**Stated problem:** Can you copy out the material below, beginning at the line that has "Where can the church be" and continuing through its last line, keeping the requests and shifting every coordinate in the answers up by 82?

**Recorded information:**

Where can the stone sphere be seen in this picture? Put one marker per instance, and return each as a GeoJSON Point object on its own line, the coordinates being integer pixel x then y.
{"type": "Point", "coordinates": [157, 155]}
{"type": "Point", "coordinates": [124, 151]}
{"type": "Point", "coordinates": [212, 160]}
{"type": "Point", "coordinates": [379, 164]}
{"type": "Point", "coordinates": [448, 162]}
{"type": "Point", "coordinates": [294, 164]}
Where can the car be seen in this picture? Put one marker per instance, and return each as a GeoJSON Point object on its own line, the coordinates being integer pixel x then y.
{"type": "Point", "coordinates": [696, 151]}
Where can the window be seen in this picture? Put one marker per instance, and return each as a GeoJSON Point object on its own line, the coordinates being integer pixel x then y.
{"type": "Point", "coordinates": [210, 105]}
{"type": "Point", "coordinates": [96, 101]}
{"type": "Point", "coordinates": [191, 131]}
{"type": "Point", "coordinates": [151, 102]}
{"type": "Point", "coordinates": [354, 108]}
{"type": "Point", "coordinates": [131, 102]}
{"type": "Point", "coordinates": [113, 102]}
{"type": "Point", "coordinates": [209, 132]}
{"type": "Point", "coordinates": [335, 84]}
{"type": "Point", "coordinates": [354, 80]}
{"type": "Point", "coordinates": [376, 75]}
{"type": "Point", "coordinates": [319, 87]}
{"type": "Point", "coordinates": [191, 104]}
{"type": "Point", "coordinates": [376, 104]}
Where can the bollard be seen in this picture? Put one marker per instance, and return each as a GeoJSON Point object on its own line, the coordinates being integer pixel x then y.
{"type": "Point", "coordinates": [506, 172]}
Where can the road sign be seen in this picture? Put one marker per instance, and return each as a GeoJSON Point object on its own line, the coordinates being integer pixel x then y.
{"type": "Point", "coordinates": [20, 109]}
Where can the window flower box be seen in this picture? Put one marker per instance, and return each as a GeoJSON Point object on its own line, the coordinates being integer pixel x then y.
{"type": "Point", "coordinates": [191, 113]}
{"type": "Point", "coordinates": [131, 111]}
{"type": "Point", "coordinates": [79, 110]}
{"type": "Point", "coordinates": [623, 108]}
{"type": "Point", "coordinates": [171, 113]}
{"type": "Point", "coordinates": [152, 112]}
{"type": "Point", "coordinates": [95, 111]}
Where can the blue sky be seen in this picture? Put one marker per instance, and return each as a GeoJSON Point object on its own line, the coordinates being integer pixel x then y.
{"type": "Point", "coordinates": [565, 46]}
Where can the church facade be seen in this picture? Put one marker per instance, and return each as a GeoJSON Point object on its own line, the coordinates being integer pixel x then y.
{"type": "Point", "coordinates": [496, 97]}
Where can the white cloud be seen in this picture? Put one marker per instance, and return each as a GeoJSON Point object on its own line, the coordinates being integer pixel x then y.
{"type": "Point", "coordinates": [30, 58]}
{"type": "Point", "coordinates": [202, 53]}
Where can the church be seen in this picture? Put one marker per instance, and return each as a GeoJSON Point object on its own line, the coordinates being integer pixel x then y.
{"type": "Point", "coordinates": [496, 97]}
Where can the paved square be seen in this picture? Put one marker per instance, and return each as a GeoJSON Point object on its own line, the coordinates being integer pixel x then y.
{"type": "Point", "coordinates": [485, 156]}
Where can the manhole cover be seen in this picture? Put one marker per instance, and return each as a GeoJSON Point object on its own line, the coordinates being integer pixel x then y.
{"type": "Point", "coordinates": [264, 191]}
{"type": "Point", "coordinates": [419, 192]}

**Response for this exercise:**
Where can the church be seen in this picture? Put one marker per instance, and return each as a GeoJSON Point object on its own line, the coordinates being integer pixel x then y.
{"type": "Point", "coordinates": [578, 179]}
Where can the paved square be seen in this picture? Put one marker per instance, and return each as a GeoJSON Point object on its own line, the coordinates being integer pixel x then y.
{"type": "Point", "coordinates": [567, 238]}
Where can the manhole cover be seen in this picture? Put one marker per instance, and return each as a GeoJSON Point object on its own line, the coordinates being integer pixel x then y.
{"type": "Point", "coordinates": [346, 273]}
{"type": "Point", "coordinates": [501, 274]}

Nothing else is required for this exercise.